EXERCISE MATERIAL:
════════════════

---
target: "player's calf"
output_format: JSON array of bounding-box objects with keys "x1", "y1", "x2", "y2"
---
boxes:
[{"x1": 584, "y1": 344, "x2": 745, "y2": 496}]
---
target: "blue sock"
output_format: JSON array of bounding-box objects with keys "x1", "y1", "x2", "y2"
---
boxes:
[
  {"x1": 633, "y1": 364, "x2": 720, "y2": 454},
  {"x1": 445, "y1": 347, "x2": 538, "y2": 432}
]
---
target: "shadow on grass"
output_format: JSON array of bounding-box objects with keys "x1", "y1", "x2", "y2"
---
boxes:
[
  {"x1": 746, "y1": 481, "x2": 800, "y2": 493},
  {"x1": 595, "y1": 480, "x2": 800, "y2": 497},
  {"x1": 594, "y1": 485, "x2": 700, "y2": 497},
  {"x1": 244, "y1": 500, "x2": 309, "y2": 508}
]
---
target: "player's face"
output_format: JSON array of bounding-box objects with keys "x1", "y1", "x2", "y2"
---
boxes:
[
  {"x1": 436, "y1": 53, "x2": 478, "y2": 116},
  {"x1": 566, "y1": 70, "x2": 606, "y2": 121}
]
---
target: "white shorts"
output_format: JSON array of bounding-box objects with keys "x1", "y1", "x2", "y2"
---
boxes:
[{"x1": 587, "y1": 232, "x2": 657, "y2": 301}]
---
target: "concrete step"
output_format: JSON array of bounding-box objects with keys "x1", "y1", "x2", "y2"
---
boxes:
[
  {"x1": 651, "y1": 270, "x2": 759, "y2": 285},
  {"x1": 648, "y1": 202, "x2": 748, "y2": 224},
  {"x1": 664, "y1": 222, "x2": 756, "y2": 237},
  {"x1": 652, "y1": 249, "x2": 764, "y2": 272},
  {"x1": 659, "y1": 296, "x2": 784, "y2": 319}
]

════════════════

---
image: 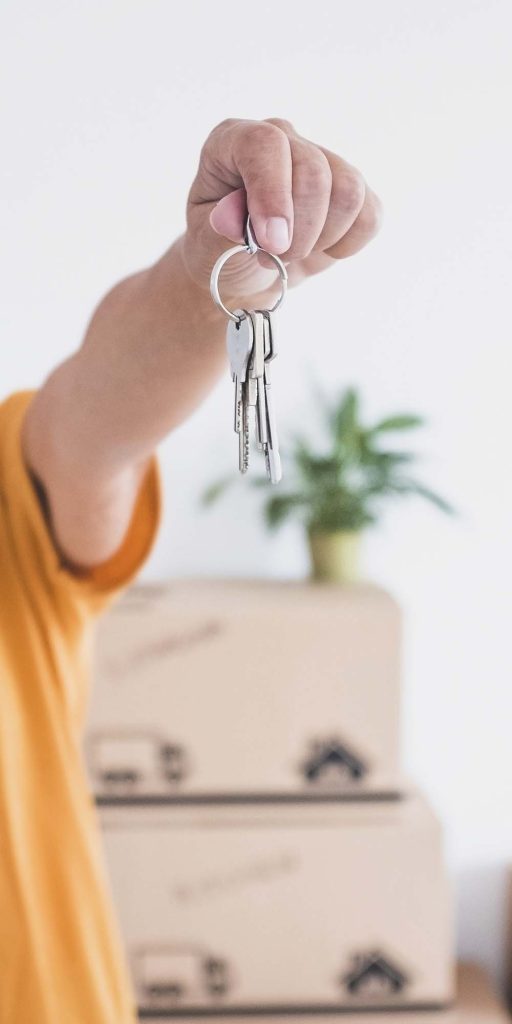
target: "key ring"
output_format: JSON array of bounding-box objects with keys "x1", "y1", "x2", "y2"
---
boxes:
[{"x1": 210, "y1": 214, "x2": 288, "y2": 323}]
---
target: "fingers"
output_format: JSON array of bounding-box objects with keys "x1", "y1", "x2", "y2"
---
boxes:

════════════════

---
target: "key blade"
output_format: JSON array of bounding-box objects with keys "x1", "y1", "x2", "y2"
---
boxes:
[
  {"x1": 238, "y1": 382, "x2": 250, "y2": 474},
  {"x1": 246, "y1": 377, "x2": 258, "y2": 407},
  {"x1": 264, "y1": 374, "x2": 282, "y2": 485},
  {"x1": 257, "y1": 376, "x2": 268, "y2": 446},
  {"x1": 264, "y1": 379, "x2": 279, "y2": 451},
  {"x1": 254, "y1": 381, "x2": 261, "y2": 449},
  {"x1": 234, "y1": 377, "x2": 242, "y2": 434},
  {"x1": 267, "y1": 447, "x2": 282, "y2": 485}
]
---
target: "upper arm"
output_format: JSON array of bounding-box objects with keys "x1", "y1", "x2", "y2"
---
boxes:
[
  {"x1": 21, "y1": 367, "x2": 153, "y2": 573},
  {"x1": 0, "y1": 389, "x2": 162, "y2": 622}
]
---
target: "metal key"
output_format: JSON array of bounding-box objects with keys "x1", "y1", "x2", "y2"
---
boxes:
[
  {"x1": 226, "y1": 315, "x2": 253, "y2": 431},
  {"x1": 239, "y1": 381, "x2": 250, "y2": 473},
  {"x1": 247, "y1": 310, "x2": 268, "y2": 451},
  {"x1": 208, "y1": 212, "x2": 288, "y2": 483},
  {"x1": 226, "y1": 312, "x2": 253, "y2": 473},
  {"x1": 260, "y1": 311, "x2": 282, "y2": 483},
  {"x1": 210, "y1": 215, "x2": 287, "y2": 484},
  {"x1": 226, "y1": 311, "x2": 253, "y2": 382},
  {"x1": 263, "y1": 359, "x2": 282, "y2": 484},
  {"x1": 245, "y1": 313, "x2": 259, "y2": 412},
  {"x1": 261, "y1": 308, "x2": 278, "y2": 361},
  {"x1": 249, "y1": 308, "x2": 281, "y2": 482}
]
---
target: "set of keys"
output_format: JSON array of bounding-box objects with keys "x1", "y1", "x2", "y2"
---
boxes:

════════════════

ABOUT THIS EXERCISE:
The total wanted is the number of lines in the entries above that contain "player". Give it alone.

ANSWER SECTION:
2